What to do: Gather each line of the material below that contains the word "stick", and copy those lines out in full.

The data:
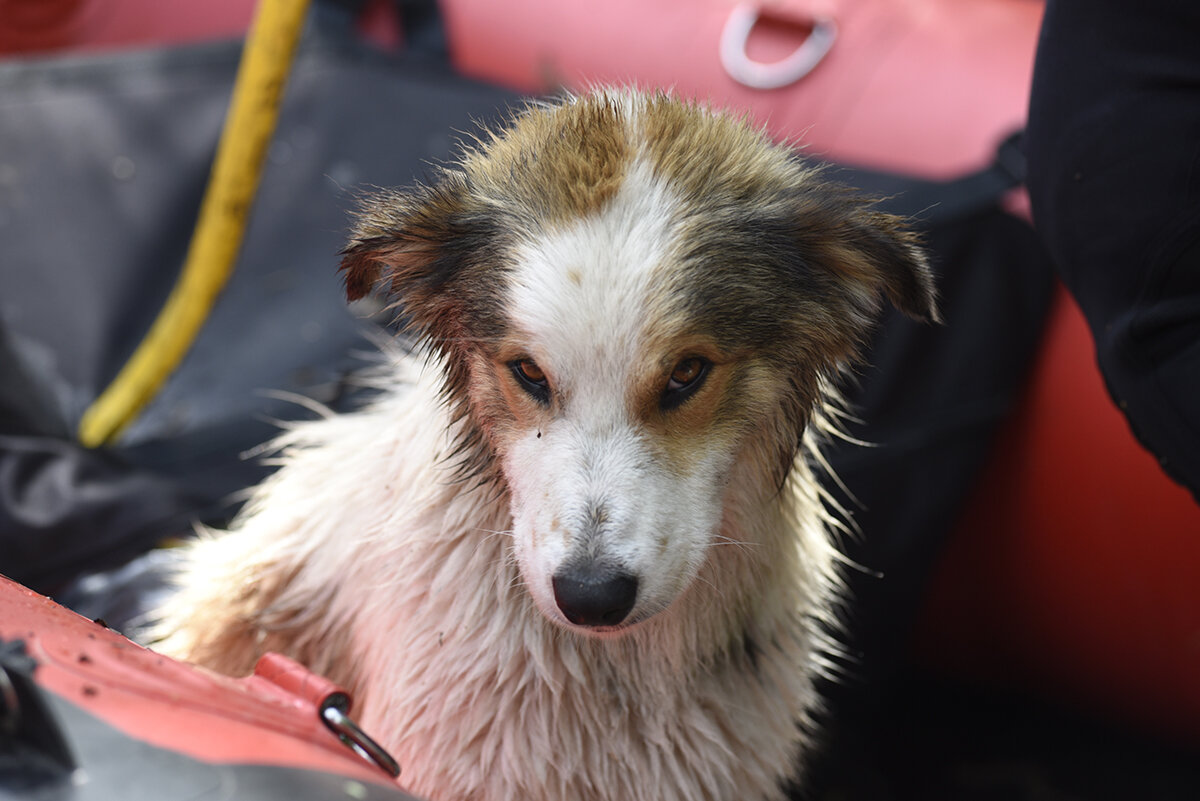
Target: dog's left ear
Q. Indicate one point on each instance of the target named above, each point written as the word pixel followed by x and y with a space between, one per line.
pixel 876 253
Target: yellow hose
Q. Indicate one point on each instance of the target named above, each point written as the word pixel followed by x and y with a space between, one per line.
pixel 216 241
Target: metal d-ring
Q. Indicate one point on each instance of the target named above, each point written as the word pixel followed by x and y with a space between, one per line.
pixel 777 74
pixel 334 712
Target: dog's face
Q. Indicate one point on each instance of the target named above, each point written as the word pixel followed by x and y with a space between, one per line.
pixel 637 302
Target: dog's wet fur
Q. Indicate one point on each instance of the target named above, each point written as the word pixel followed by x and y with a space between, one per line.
pixel 576 549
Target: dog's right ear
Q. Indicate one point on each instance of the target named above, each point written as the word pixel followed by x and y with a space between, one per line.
pixel 415 245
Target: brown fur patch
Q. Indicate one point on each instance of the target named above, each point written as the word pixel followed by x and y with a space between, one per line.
pixel 553 164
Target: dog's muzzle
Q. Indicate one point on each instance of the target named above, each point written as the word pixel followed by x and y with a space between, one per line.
pixel 594 595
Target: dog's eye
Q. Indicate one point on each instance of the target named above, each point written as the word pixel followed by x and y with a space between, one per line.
pixel 532 379
pixel 687 377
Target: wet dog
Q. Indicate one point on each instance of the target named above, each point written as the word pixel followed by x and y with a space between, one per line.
pixel 576 549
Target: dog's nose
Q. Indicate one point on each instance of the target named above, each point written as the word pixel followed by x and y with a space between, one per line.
pixel 594 596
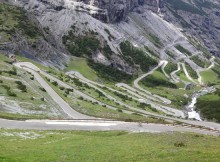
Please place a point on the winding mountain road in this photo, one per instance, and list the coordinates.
(63, 104)
(90, 123)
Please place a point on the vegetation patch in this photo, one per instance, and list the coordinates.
(85, 45)
(138, 56)
(209, 106)
(110, 73)
(191, 72)
(170, 68)
(106, 146)
(157, 79)
(183, 50)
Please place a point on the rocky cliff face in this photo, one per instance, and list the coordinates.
(200, 19)
(156, 24)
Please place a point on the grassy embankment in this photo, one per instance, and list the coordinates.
(106, 146)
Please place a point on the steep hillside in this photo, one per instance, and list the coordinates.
(133, 54)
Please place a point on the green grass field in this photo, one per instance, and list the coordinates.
(209, 76)
(68, 146)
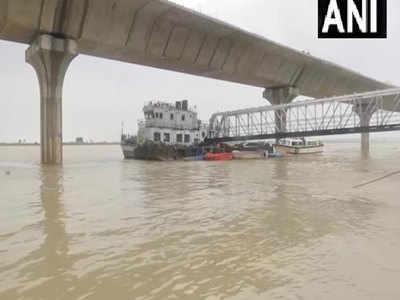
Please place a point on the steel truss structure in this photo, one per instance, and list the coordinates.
(367, 112)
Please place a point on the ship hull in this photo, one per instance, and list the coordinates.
(153, 151)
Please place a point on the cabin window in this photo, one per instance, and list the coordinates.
(157, 136)
(166, 137)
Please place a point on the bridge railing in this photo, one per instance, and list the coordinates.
(372, 111)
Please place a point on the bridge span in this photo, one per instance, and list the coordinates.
(358, 113)
(161, 34)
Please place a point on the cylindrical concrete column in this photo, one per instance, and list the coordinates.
(364, 112)
(50, 57)
(278, 96)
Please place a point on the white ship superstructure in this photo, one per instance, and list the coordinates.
(171, 124)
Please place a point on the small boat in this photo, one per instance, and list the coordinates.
(299, 146)
(218, 156)
(240, 154)
(276, 155)
(194, 158)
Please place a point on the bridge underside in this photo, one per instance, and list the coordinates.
(297, 134)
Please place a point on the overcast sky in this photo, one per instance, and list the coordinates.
(99, 94)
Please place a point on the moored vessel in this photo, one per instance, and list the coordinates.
(168, 132)
(252, 151)
(299, 146)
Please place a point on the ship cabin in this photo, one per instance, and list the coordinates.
(171, 124)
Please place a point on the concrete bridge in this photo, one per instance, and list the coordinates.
(160, 34)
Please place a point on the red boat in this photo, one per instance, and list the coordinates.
(218, 156)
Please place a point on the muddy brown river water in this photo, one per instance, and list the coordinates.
(101, 227)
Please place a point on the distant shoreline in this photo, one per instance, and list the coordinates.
(64, 144)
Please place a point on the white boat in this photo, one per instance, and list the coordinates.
(169, 132)
(299, 146)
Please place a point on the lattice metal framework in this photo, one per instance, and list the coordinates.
(366, 112)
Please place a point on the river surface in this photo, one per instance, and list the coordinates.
(101, 227)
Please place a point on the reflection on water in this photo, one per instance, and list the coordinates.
(101, 227)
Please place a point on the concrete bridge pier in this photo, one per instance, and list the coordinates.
(278, 96)
(50, 57)
(365, 112)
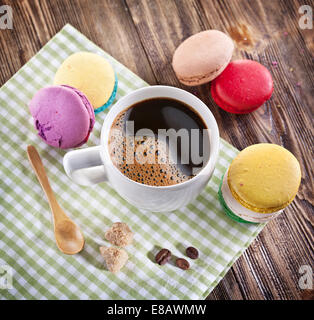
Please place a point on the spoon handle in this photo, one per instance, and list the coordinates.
(40, 172)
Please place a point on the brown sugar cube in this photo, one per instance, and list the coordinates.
(115, 258)
(119, 234)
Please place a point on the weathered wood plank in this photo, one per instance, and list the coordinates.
(107, 23)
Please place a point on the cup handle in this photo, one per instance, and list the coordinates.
(84, 166)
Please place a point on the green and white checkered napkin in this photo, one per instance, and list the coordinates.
(27, 241)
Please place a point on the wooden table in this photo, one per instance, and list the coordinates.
(143, 36)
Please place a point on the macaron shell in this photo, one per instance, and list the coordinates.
(202, 57)
(89, 73)
(61, 117)
(242, 87)
(238, 212)
(264, 177)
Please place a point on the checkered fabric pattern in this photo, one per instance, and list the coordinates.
(27, 242)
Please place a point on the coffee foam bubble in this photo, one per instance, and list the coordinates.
(144, 159)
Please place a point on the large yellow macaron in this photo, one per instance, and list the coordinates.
(91, 74)
(264, 177)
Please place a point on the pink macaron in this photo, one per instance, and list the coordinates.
(63, 116)
(242, 87)
(202, 57)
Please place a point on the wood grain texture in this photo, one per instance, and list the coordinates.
(143, 36)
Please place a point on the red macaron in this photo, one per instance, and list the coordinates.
(242, 87)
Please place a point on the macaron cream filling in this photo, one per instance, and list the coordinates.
(89, 109)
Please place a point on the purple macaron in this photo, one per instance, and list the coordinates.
(63, 116)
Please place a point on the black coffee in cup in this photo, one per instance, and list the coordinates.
(159, 142)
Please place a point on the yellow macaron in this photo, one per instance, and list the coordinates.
(91, 74)
(264, 177)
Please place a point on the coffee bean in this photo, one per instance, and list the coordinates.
(163, 256)
(192, 252)
(182, 264)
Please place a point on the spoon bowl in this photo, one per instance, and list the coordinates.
(69, 237)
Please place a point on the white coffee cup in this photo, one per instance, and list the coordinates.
(93, 165)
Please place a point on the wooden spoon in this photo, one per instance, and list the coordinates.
(68, 235)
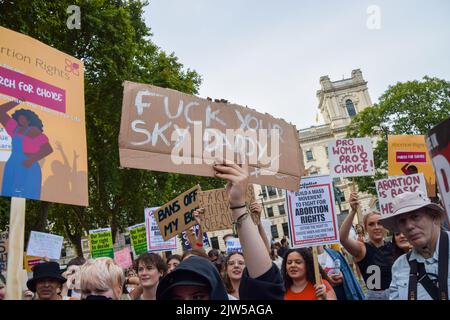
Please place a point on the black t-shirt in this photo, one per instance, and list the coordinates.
(383, 257)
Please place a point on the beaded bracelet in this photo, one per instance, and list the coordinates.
(239, 207)
(238, 222)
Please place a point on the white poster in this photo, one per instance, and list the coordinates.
(388, 189)
(311, 213)
(155, 241)
(44, 245)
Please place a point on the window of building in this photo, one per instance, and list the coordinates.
(272, 191)
(274, 230)
(264, 192)
(214, 243)
(309, 155)
(280, 192)
(350, 108)
(285, 229)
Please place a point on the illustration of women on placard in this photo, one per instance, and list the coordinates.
(22, 176)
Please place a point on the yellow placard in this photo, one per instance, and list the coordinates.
(408, 154)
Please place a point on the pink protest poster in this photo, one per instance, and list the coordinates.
(351, 157)
(123, 258)
(391, 187)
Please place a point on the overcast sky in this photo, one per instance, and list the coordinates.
(269, 55)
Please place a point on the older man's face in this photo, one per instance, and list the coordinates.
(417, 226)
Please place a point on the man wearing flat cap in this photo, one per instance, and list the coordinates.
(421, 274)
(47, 281)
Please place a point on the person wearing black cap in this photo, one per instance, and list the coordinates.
(47, 281)
(197, 278)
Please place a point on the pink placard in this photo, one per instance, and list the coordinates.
(402, 156)
(26, 88)
(123, 258)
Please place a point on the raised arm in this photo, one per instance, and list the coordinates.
(256, 208)
(354, 247)
(256, 257)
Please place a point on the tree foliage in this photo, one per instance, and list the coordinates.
(412, 107)
(114, 44)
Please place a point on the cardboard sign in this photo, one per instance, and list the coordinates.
(170, 131)
(267, 225)
(408, 154)
(438, 143)
(389, 188)
(155, 241)
(123, 258)
(3, 250)
(50, 85)
(178, 214)
(311, 213)
(30, 261)
(138, 238)
(218, 214)
(233, 245)
(185, 240)
(101, 243)
(45, 245)
(351, 157)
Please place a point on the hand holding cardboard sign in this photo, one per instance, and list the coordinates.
(237, 181)
(354, 203)
(255, 209)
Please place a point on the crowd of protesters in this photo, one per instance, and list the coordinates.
(413, 265)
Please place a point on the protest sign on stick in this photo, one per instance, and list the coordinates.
(218, 215)
(101, 243)
(45, 86)
(351, 157)
(317, 275)
(138, 238)
(438, 143)
(15, 249)
(408, 154)
(155, 241)
(45, 245)
(388, 189)
(170, 131)
(178, 214)
(311, 213)
(185, 239)
(3, 250)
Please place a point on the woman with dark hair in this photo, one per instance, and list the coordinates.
(299, 279)
(233, 268)
(150, 268)
(22, 176)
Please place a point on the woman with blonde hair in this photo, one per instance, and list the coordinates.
(101, 279)
(374, 257)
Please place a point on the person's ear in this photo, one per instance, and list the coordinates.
(117, 291)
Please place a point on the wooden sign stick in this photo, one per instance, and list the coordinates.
(15, 249)
(316, 267)
(358, 208)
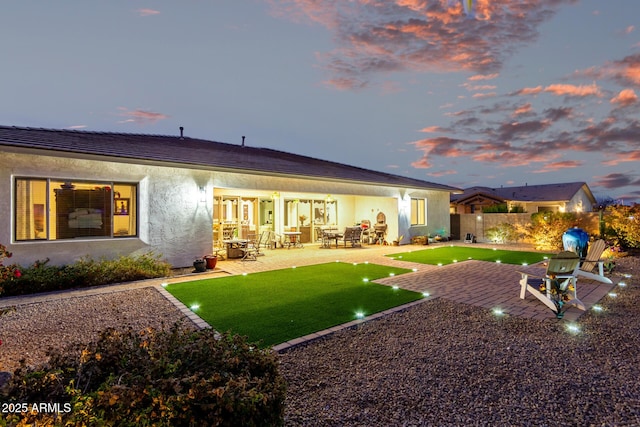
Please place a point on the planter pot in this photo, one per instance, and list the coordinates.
(200, 265)
(211, 261)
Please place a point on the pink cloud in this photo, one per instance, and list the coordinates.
(625, 98)
(141, 116)
(574, 90)
(375, 37)
(559, 166)
(148, 12)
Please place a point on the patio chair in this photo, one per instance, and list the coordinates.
(352, 235)
(592, 260)
(249, 251)
(557, 289)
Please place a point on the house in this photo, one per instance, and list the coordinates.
(75, 193)
(562, 197)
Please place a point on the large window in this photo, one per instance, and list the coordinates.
(418, 209)
(47, 209)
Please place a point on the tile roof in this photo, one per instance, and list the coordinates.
(529, 193)
(199, 153)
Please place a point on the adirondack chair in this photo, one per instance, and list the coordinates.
(352, 235)
(592, 260)
(557, 289)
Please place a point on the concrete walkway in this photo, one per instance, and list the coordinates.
(478, 283)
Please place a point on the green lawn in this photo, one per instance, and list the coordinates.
(276, 306)
(450, 254)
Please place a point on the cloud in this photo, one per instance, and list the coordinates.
(443, 173)
(573, 90)
(141, 117)
(625, 98)
(613, 180)
(377, 37)
(147, 12)
(559, 166)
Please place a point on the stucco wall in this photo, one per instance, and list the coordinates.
(171, 218)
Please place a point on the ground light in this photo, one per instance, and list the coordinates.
(573, 328)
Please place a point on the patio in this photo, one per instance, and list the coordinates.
(477, 283)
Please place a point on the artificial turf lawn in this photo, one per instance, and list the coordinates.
(449, 254)
(276, 306)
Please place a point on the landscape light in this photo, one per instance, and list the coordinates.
(573, 328)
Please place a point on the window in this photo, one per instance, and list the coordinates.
(53, 210)
(418, 209)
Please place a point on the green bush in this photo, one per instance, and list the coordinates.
(161, 378)
(623, 224)
(8, 273)
(503, 233)
(547, 228)
(42, 277)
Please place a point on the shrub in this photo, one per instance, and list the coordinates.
(546, 229)
(42, 277)
(8, 273)
(503, 233)
(162, 378)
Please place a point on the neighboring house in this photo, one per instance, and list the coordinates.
(75, 193)
(563, 197)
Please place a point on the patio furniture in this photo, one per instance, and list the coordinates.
(292, 239)
(380, 229)
(365, 224)
(249, 251)
(328, 235)
(557, 289)
(592, 260)
(351, 235)
(234, 247)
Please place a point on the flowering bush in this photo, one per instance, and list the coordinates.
(10, 272)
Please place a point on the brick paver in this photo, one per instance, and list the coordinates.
(478, 283)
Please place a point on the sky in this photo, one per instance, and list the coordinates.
(498, 93)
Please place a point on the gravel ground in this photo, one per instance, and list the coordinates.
(436, 363)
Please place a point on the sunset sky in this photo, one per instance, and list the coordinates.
(510, 92)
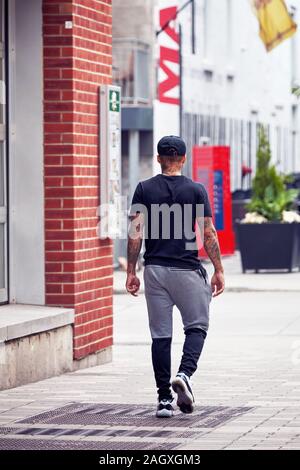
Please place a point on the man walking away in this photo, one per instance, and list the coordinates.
(167, 207)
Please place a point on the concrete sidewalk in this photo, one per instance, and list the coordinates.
(247, 386)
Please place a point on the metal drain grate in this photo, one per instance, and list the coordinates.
(134, 415)
(50, 430)
(33, 444)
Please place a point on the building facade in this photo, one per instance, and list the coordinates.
(229, 83)
(55, 273)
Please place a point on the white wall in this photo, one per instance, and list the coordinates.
(26, 208)
(261, 81)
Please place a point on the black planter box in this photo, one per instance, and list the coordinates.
(271, 245)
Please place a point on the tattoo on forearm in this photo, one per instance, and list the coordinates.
(211, 244)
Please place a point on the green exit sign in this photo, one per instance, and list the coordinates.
(114, 101)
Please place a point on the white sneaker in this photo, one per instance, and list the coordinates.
(165, 408)
(185, 398)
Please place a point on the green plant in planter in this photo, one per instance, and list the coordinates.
(270, 198)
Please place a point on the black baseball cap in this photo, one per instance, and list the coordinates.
(171, 145)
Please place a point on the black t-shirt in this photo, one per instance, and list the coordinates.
(171, 205)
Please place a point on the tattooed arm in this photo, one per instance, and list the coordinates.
(212, 248)
(135, 239)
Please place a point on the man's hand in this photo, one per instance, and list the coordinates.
(217, 283)
(132, 284)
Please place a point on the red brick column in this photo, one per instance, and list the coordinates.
(78, 265)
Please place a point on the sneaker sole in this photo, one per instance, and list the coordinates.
(164, 414)
(185, 400)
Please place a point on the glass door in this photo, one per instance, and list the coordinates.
(3, 170)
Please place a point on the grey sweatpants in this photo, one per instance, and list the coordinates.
(189, 290)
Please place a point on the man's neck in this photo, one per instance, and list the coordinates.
(172, 173)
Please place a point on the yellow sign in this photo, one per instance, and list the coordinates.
(275, 23)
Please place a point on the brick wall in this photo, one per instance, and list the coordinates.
(78, 264)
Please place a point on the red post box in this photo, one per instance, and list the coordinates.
(211, 167)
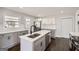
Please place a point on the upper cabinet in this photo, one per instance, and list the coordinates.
(48, 21)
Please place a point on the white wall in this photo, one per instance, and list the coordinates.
(7, 12)
(59, 27)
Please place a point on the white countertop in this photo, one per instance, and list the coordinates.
(42, 33)
(74, 33)
(5, 31)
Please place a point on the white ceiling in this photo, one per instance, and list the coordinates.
(46, 11)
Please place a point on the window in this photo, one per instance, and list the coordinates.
(11, 21)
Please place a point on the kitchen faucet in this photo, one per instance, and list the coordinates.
(34, 29)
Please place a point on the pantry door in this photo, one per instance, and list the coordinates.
(66, 26)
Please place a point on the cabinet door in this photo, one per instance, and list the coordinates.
(15, 38)
(39, 45)
(0, 41)
(7, 41)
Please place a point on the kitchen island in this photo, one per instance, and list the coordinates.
(10, 37)
(37, 41)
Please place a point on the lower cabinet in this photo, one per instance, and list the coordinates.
(47, 39)
(39, 45)
(8, 40)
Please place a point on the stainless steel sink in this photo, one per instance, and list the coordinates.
(34, 35)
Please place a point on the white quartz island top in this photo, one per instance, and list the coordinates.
(74, 33)
(5, 31)
(41, 32)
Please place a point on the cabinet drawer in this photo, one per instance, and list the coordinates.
(39, 45)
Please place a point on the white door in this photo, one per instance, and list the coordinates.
(66, 26)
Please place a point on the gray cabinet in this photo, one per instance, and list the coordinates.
(39, 45)
(8, 40)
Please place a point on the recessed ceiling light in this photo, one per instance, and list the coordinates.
(61, 11)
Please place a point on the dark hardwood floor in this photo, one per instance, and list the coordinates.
(58, 44)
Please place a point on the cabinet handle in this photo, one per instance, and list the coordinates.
(8, 37)
(41, 44)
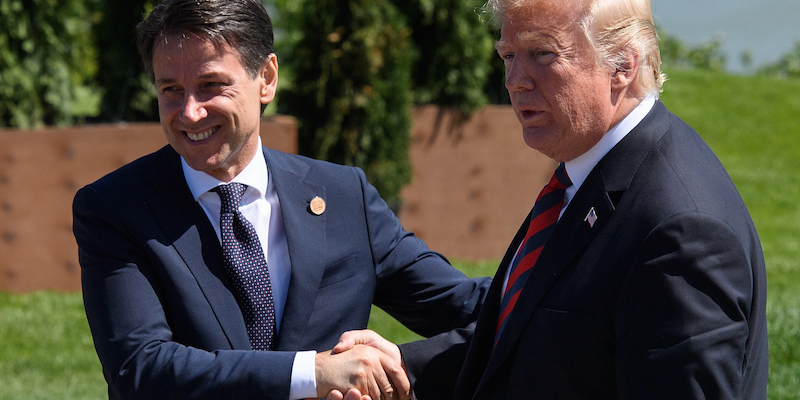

Response to the exercise:
Please place a point on the protest sign on stick in this photo, one per instance, and list the coordinates.
Please place a point on the wooden sign stick in this photo, one per instance, and list the coordinates.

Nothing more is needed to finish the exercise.